··· GIVEN ENTRIES ···

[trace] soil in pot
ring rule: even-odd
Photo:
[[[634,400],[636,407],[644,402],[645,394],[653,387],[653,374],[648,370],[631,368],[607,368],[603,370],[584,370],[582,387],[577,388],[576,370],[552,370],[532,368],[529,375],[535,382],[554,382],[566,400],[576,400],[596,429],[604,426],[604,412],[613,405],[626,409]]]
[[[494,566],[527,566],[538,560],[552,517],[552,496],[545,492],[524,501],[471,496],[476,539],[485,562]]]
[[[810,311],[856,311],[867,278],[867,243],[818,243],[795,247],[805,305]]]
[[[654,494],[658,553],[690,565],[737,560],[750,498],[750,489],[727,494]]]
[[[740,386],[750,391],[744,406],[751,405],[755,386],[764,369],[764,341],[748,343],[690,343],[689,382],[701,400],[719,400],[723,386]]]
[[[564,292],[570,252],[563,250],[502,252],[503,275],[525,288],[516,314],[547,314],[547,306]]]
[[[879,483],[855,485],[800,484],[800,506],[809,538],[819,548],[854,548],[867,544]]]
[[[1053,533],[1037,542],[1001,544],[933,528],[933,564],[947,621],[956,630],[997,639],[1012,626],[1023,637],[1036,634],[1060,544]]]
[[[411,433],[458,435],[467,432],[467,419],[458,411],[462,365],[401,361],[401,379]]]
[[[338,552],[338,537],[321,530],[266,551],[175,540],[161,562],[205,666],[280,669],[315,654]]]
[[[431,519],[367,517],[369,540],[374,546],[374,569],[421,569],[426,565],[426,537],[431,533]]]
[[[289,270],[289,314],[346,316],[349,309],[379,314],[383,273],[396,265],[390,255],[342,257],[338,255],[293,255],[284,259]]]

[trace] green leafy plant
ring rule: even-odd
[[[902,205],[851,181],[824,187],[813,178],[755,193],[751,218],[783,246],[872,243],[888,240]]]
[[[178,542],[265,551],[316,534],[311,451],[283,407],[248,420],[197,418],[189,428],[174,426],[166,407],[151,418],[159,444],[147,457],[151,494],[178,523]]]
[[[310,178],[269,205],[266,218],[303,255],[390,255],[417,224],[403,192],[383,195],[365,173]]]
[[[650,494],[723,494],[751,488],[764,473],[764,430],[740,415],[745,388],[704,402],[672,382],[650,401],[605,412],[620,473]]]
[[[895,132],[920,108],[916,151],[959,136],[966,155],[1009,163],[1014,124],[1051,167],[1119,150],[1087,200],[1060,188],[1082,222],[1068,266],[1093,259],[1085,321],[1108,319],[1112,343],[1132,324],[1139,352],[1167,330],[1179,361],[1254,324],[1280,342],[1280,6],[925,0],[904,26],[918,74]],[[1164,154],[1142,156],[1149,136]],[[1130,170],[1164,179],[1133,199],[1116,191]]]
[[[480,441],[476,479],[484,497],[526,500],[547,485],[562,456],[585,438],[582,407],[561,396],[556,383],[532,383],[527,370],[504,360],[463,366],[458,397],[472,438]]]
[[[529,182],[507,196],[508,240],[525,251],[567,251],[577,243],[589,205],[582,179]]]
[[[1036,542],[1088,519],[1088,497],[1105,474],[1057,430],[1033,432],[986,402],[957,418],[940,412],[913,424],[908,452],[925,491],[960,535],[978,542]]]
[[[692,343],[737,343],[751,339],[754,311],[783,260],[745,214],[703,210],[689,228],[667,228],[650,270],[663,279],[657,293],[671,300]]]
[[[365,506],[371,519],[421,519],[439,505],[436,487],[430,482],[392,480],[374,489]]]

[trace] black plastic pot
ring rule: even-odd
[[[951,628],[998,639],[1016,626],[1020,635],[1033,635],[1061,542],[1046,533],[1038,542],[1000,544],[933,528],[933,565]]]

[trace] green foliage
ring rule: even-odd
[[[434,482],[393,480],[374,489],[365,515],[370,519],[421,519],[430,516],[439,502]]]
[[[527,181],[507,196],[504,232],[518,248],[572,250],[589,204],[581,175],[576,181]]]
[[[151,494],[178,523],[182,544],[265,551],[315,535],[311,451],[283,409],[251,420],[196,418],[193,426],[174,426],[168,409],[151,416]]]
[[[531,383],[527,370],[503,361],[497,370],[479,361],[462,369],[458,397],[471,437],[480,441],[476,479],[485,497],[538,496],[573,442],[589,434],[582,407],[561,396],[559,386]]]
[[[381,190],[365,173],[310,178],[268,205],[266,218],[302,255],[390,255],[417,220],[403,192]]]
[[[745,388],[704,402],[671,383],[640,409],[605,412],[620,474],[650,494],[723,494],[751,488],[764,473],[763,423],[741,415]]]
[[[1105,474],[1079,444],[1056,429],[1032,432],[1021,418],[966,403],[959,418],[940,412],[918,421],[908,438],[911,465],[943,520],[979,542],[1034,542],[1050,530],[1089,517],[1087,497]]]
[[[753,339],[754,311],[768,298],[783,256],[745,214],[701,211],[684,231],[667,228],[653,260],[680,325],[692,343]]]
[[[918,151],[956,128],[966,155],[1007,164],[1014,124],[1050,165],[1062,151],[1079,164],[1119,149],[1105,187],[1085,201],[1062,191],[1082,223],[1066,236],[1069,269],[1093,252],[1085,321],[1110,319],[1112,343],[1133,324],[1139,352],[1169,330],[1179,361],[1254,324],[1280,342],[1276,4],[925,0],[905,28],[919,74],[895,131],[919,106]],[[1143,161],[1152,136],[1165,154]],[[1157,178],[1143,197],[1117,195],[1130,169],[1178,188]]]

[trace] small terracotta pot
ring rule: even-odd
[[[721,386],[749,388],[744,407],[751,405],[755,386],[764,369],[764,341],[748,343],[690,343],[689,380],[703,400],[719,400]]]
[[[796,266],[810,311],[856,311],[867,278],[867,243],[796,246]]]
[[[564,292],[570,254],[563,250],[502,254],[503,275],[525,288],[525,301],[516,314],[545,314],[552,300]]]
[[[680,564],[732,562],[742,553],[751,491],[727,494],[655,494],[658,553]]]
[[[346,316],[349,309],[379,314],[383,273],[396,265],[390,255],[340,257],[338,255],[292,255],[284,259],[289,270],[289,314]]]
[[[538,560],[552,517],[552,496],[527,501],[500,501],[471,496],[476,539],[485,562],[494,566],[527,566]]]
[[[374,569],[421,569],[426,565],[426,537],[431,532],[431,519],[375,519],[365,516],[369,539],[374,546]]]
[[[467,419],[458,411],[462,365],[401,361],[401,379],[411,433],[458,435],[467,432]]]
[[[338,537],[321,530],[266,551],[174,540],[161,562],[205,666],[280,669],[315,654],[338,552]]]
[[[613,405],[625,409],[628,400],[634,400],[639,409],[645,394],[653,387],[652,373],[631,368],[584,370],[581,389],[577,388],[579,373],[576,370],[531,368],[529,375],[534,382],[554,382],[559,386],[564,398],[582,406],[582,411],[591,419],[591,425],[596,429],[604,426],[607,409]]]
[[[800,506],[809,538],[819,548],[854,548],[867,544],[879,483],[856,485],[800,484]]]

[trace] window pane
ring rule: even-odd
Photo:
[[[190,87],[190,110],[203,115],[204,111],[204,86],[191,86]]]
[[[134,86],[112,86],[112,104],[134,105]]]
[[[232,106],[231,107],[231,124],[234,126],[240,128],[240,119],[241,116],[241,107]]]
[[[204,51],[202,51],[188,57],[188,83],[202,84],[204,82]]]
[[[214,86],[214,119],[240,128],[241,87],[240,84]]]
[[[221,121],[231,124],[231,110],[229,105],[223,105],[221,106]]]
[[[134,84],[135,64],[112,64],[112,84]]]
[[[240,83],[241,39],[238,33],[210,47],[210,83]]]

···

▶ _GOAL_
Reproduce the whole listing above word for word, from its first line to its last.

▶ _EXERCISE ANSWER_
[trace] soil in pot
ring rule: even-odd
Photo:
[[[634,400],[636,407],[644,402],[645,394],[653,387],[653,374],[648,370],[631,368],[607,368],[603,370],[584,370],[582,387],[577,388],[576,370],[552,370],[532,368],[529,375],[535,382],[554,382],[566,400],[576,400],[596,429],[604,426],[604,412],[613,405],[626,409]]]
[[[494,566],[527,566],[538,560],[552,517],[552,496],[545,492],[524,501],[471,496],[476,539],[485,562]]]
[[[810,311],[856,311],[867,278],[867,243],[818,243],[795,247],[805,305]]]
[[[654,494],[658,553],[690,565],[737,560],[750,498],[750,489],[727,494]]]
[[[740,386],[750,391],[744,406],[751,405],[755,386],[764,369],[764,341],[748,343],[690,343],[689,382],[701,400],[719,400],[723,386]]]
[[[564,292],[570,252],[563,250],[502,252],[503,275],[525,288],[516,314],[547,314],[547,306]]]
[[[879,483],[855,485],[800,484],[800,506],[809,538],[819,548],[854,548],[867,544]]]
[[[1053,533],[1037,542],[1001,544],[933,528],[933,564],[947,621],[956,630],[997,639],[1012,626],[1023,637],[1036,634],[1060,544]]]
[[[411,433],[458,435],[467,432],[467,419],[458,411],[462,365],[401,361],[401,379]]]
[[[338,552],[338,537],[321,530],[266,551],[175,540],[161,562],[205,666],[280,669],[315,654]]]
[[[431,519],[367,517],[369,540],[374,546],[374,569],[421,569],[426,565],[426,537],[431,533]]]
[[[289,270],[289,314],[346,316],[349,309],[379,314],[383,273],[396,265],[390,255],[342,257],[338,255],[293,255],[284,259]]]

[trace] green leafy plant
ring rule: even-odd
[[[902,205],[851,181],[824,187],[813,178],[755,193],[751,218],[783,246],[872,243],[888,240]]]
[[[178,542],[265,551],[316,534],[311,451],[283,407],[248,420],[197,418],[189,428],[174,426],[166,407],[151,418],[159,444],[147,457],[151,494],[178,523]]]
[[[310,178],[269,205],[266,218],[303,255],[390,255],[417,224],[403,192],[383,195],[365,173]]]
[[[650,494],[723,494],[751,488],[764,473],[764,430],[740,415],[745,388],[704,402],[672,382],[650,401],[605,412],[620,473]]]
[[[895,132],[920,108],[916,151],[959,136],[966,155],[1009,163],[1014,124],[1051,167],[1119,150],[1087,200],[1060,188],[1082,222],[1068,266],[1093,259],[1085,321],[1108,319],[1112,343],[1132,324],[1139,352],[1167,330],[1179,361],[1254,324],[1280,342],[1280,6],[925,0],[904,26],[918,74]],[[1164,154],[1142,156],[1149,136]],[[1130,170],[1164,179],[1133,199],[1116,191]]]
[[[480,441],[476,479],[484,497],[526,500],[547,485],[562,456],[585,438],[582,407],[561,396],[556,383],[532,383],[527,370],[504,360],[463,366],[458,397],[472,438]]]
[[[529,182],[507,196],[508,240],[525,251],[567,251],[577,243],[589,205],[582,179]]]
[[[1036,542],[1088,519],[1088,497],[1105,474],[1057,430],[1033,432],[986,402],[957,418],[940,412],[913,424],[908,452],[925,491],[960,535],[978,542]]]
[[[692,343],[737,343],[751,339],[754,311],[783,260],[745,214],[703,210],[689,228],[667,228],[650,270],[663,279],[657,293],[671,300]]]
[[[365,506],[371,519],[421,519],[439,505],[436,487],[430,482],[392,480],[374,489]]]

[trace] black plastic pot
ring rule: even-odd
[[[951,628],[998,639],[1016,626],[1020,635],[1033,635],[1061,542],[1046,533],[1038,542],[1000,544],[933,528],[933,565]]]

[trace] green foliage
ring rule: even-odd
[[[434,482],[393,480],[374,489],[365,515],[370,519],[421,519],[430,516],[439,502]]]
[[[527,181],[507,196],[504,232],[518,248],[572,250],[589,204],[581,175],[576,181]]]
[[[151,494],[178,523],[182,544],[265,551],[315,535],[311,451],[283,409],[251,420],[196,418],[193,426],[174,426],[168,409],[151,416]]]
[[[531,383],[527,370],[503,361],[497,370],[479,361],[462,369],[458,397],[471,437],[480,441],[476,479],[485,497],[538,496],[573,442],[589,434],[582,407],[561,396],[559,386]]]
[[[381,190],[365,173],[310,178],[268,205],[266,218],[302,255],[390,255],[417,220],[403,192]]]
[[[745,388],[704,402],[671,383],[640,409],[605,412],[620,474],[650,494],[723,494],[751,488],[764,473],[763,423],[741,415]]]
[[[1105,474],[1079,444],[1056,429],[1032,432],[1021,418],[966,403],[959,418],[940,412],[918,421],[908,438],[911,465],[943,520],[979,542],[1034,542],[1050,530],[1089,517],[1087,497]]]
[[[753,339],[754,311],[768,298],[783,256],[745,214],[701,211],[684,231],[667,228],[653,260],[680,325],[692,343]]]
[[[918,151],[956,128],[966,155],[1007,164],[1014,124],[1050,165],[1062,151],[1079,164],[1119,149],[1105,187],[1085,201],[1062,191],[1082,223],[1066,236],[1069,269],[1093,252],[1085,321],[1110,319],[1112,343],[1133,324],[1139,352],[1169,330],[1179,361],[1254,324],[1280,342],[1276,4],[925,0],[905,28],[919,74],[895,131],[919,106]],[[1143,161],[1152,136],[1165,154]],[[1157,178],[1143,197],[1117,195],[1130,169],[1178,188]]]

[trace] small terracotta pot
ring rule: even-odd
[[[721,386],[749,388],[744,407],[751,405],[755,386],[764,369],[764,341],[748,343],[690,343],[689,380],[703,400],[719,400]]]
[[[796,266],[810,311],[856,311],[867,278],[867,243],[796,246]]]
[[[564,292],[570,254],[563,250],[502,254],[503,275],[525,288],[525,301],[516,314],[545,314],[552,300]]]
[[[680,564],[732,562],[742,553],[751,491],[727,494],[655,494],[658,553]]]
[[[346,316],[349,309],[379,314],[383,273],[396,265],[390,255],[340,257],[338,255],[292,255],[284,259],[289,270],[289,314]]]
[[[538,560],[552,517],[552,496],[527,501],[500,501],[471,496],[476,539],[485,562],[494,566],[527,566]]]
[[[374,569],[421,569],[426,565],[426,537],[431,532],[431,519],[375,519],[365,516],[369,539],[374,546]]]
[[[467,419],[458,411],[462,365],[401,361],[401,379],[411,433],[458,435],[467,432]]]
[[[338,537],[321,530],[266,551],[174,540],[161,562],[205,666],[280,669],[315,654],[338,552]]]
[[[613,405],[625,409],[628,400],[634,400],[639,409],[645,394],[653,387],[652,373],[631,368],[584,370],[581,389],[577,388],[579,373],[576,370],[531,368],[529,375],[534,382],[554,382],[559,386],[564,398],[582,406],[582,411],[591,419],[591,425],[596,429],[604,426],[607,409]]]
[[[800,506],[809,538],[819,548],[854,548],[867,544],[879,483],[856,485],[800,484]]]

[trace] window pane
ring rule: even-odd
Photo:
[[[190,87],[190,110],[203,115],[204,111],[204,86],[191,86]]]
[[[134,86],[112,86],[112,104],[134,105]]]
[[[232,106],[231,107],[231,124],[234,126],[240,128],[240,119],[241,116],[241,107]]]
[[[204,51],[202,51],[188,57],[188,83],[202,84],[204,82]]]
[[[214,86],[214,119],[240,128],[241,87],[240,84]]]
[[[221,121],[231,124],[231,110],[229,105],[223,105],[221,106]]]
[[[134,84],[135,64],[112,64],[112,84]]]
[[[240,83],[241,39],[238,33],[210,47],[210,83]]]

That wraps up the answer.